> **WORK REQUIRED**: Write down exactly the lines of the listing below, beginning with the one containing "Target: wood plank flooring" and closing with the final line.

> **GIVEN DATA**:

-- Opening Marker --

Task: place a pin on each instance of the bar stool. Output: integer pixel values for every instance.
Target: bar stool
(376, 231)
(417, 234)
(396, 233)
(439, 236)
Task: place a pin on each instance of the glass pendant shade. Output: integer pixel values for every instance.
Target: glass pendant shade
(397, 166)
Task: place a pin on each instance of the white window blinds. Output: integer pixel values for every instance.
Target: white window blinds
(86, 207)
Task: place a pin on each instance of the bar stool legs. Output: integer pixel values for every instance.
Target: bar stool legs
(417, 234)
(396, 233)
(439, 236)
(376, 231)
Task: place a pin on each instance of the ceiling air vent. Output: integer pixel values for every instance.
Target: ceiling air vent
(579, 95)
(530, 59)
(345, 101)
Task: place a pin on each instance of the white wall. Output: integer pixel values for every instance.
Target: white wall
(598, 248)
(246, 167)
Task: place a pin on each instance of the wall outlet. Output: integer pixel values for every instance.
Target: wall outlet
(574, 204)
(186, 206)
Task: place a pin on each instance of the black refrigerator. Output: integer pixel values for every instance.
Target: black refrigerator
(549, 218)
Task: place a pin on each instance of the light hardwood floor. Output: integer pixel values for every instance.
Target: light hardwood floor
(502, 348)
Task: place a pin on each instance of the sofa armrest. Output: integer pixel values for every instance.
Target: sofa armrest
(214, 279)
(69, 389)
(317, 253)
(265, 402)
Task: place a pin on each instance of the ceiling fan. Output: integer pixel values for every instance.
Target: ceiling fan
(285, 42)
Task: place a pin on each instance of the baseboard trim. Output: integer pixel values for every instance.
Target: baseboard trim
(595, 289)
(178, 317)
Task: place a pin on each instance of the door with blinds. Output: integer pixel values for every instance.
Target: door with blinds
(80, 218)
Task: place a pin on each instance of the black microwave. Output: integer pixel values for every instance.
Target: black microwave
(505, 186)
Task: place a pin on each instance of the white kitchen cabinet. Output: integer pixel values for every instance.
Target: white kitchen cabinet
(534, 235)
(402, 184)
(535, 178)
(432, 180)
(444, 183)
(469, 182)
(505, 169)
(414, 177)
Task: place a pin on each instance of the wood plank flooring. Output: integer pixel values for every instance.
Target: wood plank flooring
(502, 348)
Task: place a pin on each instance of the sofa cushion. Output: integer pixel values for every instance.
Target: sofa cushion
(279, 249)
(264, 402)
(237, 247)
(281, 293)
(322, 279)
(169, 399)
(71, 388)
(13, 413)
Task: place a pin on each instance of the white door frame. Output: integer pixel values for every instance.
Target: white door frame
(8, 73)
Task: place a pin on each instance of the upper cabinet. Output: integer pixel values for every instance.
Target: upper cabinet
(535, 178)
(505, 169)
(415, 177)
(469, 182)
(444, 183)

-- Closing Marker --

> **COMPLETED EXERCISE**:
Target: wood plank flooring
(502, 348)
Task: place a pin on each instance of the sofa cushion. Output: integer pixel values for every instance.
Target: sofa cushion
(279, 249)
(264, 402)
(237, 247)
(281, 293)
(322, 279)
(169, 399)
(71, 388)
(13, 413)
Task: place a pin on each instance of the white door frame. Output: integer pixel values for every instance.
Target: white door frame
(8, 73)
Task: place a pin on each instance of the upper cabinet. Output: integer pixel values for every instance.
Target: upper cabinet
(535, 178)
(505, 169)
(415, 177)
(469, 182)
(444, 183)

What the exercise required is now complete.